### EXERCISE OBJECTIVE
Give the stretch of the data below from the line containing "Teacher note: indicate the front side" through the line containing "point(261, 134)" as a numbered list, with blank lines left out.
====
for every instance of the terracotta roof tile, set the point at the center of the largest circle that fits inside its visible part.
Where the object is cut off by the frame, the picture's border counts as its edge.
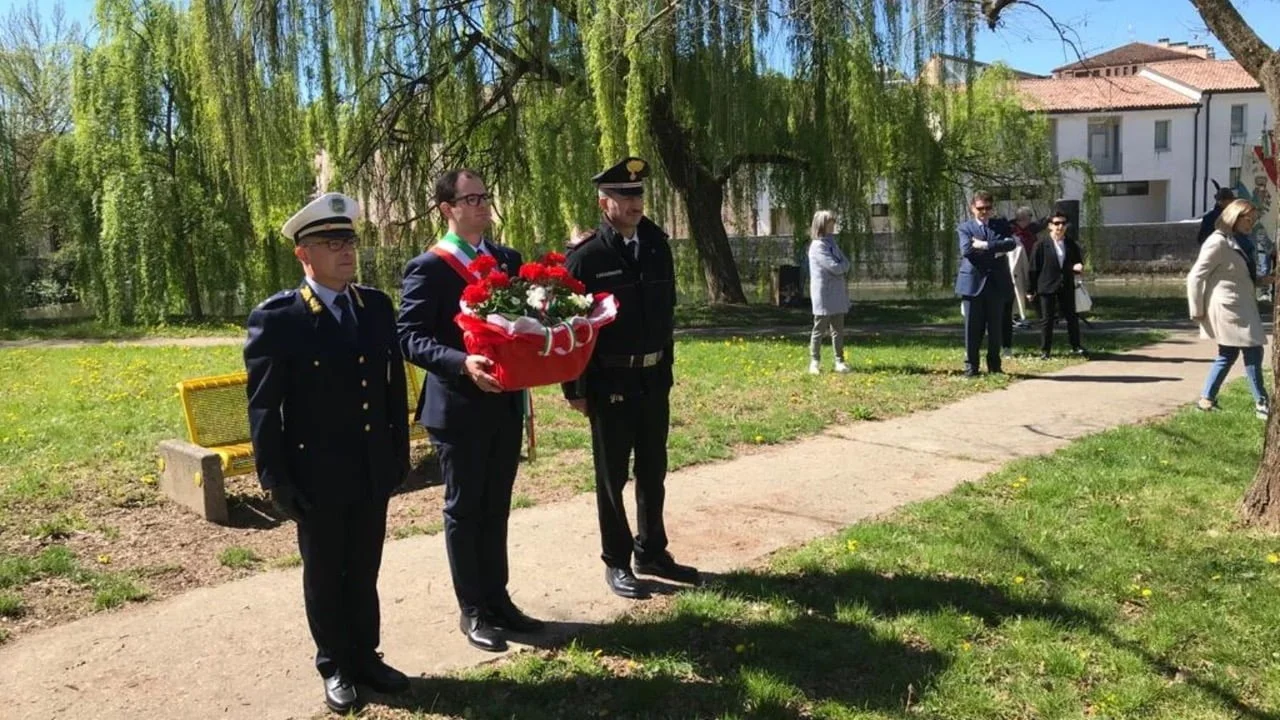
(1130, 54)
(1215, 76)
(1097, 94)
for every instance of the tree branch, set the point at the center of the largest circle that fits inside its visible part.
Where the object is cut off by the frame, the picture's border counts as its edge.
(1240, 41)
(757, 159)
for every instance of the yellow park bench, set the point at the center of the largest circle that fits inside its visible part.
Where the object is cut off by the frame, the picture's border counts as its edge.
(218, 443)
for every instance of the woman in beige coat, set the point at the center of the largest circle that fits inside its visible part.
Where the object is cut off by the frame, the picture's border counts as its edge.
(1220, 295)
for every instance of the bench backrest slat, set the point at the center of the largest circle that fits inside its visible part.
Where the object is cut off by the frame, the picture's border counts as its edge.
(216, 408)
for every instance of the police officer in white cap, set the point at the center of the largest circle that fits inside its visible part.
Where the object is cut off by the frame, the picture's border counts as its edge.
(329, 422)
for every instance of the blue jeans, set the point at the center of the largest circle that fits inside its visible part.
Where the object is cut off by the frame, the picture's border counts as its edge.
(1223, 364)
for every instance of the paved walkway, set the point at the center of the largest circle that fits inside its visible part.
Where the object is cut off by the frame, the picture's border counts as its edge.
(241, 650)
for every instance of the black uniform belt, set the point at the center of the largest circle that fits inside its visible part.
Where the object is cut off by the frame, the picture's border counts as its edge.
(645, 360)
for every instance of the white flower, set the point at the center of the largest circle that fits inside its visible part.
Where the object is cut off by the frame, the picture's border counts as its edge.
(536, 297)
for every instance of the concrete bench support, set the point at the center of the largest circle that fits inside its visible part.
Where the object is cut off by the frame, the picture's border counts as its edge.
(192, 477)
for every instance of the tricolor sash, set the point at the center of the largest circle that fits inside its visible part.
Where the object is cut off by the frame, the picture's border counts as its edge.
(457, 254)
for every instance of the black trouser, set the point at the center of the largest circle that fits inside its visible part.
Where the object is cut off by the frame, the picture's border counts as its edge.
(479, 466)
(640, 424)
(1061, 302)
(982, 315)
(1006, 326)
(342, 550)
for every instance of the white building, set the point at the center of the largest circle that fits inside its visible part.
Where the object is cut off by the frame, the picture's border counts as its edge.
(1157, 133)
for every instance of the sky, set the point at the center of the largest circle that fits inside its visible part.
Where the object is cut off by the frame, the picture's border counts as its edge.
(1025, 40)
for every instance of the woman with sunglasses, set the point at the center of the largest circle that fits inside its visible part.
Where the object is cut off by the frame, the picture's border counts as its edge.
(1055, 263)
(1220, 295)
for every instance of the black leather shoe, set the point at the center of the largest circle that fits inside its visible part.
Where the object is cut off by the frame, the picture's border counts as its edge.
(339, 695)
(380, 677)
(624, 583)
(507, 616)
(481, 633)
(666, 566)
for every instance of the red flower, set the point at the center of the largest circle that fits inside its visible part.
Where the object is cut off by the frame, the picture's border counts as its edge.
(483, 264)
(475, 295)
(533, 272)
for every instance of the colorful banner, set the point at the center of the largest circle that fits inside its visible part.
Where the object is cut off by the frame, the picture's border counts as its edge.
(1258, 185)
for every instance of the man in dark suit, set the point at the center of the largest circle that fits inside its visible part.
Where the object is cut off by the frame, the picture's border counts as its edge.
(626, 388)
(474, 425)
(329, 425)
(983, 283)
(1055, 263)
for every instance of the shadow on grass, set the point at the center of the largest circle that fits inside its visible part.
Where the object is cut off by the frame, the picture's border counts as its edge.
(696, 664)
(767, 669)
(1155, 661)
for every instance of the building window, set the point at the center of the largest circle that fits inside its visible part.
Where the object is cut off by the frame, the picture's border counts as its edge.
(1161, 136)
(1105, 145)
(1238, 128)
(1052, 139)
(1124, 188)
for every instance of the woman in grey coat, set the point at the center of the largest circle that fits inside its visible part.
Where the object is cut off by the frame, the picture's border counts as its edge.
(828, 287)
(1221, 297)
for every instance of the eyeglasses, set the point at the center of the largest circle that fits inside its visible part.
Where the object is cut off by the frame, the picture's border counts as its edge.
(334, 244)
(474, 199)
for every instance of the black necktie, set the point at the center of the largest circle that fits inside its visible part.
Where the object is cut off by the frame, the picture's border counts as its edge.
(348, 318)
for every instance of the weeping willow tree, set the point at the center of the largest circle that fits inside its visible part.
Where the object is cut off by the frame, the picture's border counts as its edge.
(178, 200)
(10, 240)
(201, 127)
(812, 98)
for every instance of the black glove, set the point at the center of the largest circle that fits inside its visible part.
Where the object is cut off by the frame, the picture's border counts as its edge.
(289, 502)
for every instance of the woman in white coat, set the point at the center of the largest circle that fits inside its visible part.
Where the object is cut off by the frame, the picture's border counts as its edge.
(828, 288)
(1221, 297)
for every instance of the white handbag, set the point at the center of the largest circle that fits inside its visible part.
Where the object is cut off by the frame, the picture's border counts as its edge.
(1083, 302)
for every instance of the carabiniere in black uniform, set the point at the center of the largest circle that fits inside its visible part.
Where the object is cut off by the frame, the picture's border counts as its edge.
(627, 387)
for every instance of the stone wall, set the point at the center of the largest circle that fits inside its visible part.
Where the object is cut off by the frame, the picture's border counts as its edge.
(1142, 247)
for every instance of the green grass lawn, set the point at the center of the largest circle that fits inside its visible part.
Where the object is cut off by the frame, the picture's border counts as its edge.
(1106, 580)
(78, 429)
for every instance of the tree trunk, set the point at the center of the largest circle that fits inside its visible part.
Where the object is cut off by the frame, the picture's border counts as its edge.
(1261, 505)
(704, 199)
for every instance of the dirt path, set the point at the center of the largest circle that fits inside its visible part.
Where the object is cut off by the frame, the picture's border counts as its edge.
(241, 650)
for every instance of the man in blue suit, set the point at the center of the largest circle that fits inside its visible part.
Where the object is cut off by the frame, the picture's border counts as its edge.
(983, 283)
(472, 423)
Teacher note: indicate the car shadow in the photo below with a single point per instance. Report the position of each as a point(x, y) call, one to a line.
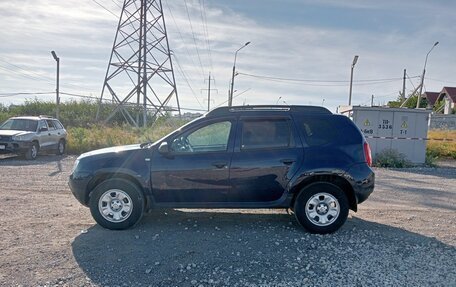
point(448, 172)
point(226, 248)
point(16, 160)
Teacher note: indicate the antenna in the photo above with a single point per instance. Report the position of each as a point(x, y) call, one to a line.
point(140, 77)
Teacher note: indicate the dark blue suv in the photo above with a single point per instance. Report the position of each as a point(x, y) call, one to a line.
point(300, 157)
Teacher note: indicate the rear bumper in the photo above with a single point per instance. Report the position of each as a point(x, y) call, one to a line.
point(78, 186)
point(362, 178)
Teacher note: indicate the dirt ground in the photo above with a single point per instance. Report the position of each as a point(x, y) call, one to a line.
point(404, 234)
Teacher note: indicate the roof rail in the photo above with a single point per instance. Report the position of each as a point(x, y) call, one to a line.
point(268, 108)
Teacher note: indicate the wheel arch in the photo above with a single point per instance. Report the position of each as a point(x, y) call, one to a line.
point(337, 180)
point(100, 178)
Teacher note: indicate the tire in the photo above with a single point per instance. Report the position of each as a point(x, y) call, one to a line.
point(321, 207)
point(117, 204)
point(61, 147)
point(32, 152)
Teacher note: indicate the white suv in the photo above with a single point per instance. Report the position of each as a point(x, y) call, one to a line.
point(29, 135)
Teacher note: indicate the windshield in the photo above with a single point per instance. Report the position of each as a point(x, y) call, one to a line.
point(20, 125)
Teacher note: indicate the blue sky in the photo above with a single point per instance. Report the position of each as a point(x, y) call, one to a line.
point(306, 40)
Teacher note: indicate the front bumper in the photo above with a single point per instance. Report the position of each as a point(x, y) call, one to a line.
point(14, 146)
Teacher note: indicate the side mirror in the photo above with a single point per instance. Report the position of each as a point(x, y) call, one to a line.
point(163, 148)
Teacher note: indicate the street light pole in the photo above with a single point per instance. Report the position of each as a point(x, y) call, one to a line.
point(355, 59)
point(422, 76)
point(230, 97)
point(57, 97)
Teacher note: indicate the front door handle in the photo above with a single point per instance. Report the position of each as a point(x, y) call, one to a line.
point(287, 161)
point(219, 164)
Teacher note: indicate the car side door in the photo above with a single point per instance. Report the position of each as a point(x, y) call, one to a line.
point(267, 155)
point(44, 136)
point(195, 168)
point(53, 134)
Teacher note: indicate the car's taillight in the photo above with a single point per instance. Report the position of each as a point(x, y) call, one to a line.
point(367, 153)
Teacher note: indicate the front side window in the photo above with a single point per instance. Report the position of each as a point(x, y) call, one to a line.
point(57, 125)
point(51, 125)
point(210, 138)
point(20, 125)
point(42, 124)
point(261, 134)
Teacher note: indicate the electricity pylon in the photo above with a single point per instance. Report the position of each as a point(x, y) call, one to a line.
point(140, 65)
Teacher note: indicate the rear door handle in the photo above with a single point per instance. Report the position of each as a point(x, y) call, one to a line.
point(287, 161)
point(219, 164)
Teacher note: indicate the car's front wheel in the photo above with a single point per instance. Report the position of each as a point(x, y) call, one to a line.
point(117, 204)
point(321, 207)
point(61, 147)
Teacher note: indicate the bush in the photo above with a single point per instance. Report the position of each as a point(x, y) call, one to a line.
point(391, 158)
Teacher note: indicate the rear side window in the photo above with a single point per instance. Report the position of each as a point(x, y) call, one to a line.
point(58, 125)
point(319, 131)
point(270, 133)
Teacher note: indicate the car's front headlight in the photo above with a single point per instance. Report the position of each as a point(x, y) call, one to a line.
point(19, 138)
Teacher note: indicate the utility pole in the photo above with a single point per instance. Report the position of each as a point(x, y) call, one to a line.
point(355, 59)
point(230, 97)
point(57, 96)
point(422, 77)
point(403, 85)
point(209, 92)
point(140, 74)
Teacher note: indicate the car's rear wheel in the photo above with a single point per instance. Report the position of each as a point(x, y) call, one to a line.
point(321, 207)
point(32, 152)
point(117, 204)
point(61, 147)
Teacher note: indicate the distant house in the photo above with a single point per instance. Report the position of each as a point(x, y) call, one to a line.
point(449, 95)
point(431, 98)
====
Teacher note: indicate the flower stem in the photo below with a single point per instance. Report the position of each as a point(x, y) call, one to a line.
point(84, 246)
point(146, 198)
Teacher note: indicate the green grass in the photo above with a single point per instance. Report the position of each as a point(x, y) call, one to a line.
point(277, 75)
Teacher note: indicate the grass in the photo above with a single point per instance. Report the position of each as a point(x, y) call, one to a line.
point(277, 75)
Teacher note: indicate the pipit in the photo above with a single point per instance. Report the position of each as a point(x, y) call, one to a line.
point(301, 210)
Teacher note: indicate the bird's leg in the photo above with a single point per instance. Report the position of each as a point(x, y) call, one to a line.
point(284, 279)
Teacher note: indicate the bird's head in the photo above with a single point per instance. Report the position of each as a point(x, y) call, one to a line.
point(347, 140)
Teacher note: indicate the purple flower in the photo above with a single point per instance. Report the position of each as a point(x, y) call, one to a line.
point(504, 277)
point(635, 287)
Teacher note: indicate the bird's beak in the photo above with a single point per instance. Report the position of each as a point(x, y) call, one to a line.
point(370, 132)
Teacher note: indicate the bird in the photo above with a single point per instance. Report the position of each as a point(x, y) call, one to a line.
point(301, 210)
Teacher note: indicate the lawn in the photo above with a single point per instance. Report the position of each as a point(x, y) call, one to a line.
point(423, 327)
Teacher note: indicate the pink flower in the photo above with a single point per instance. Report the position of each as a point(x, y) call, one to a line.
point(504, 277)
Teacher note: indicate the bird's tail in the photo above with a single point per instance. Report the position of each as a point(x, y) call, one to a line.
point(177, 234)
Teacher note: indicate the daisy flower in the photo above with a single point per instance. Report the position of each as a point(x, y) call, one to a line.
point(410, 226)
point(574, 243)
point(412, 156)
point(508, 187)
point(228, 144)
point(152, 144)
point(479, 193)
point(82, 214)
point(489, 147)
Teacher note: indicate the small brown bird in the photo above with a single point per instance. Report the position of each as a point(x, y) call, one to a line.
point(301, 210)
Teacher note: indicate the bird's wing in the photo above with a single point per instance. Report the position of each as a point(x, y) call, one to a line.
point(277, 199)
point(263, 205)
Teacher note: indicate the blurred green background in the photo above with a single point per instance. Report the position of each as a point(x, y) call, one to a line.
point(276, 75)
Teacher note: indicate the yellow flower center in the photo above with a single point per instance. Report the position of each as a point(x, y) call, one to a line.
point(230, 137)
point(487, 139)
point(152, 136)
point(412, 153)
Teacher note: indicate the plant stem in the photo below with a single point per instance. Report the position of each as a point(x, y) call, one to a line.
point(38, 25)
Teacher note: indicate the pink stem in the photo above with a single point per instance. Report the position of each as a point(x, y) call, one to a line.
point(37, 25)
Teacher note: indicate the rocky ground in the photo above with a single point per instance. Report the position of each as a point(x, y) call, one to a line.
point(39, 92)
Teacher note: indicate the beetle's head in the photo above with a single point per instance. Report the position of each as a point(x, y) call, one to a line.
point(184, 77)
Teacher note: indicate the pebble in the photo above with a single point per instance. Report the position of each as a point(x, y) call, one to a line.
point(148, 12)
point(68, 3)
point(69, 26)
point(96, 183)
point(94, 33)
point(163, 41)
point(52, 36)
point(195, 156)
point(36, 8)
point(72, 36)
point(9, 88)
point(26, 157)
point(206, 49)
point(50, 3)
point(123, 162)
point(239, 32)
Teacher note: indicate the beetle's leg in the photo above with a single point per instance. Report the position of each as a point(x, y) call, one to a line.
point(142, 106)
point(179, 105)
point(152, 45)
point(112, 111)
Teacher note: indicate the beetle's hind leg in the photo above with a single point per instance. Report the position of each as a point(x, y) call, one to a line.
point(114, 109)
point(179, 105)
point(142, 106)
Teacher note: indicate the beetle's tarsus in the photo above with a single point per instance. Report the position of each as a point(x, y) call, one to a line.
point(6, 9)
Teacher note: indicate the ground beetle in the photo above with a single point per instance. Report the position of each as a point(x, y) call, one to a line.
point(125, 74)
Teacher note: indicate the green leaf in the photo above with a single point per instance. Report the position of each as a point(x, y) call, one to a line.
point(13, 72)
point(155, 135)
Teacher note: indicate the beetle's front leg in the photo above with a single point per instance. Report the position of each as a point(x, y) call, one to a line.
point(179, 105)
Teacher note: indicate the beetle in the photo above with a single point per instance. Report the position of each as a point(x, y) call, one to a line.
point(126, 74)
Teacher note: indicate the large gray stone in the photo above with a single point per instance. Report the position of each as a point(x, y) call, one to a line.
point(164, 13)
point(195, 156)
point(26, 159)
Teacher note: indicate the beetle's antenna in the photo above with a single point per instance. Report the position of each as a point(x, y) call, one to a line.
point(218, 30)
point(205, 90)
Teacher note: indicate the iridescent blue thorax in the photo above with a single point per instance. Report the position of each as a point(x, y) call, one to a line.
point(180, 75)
====
### RESULT FOR THIS EXERCISE
1. Teacher note: indicate the front side window in the photo above with a single point per instance. Report the position of each as a point(x, y) call, one to a line.
2. point(57, 125)
3. point(51, 125)
4. point(210, 138)
5. point(20, 125)
6. point(42, 124)
7. point(261, 134)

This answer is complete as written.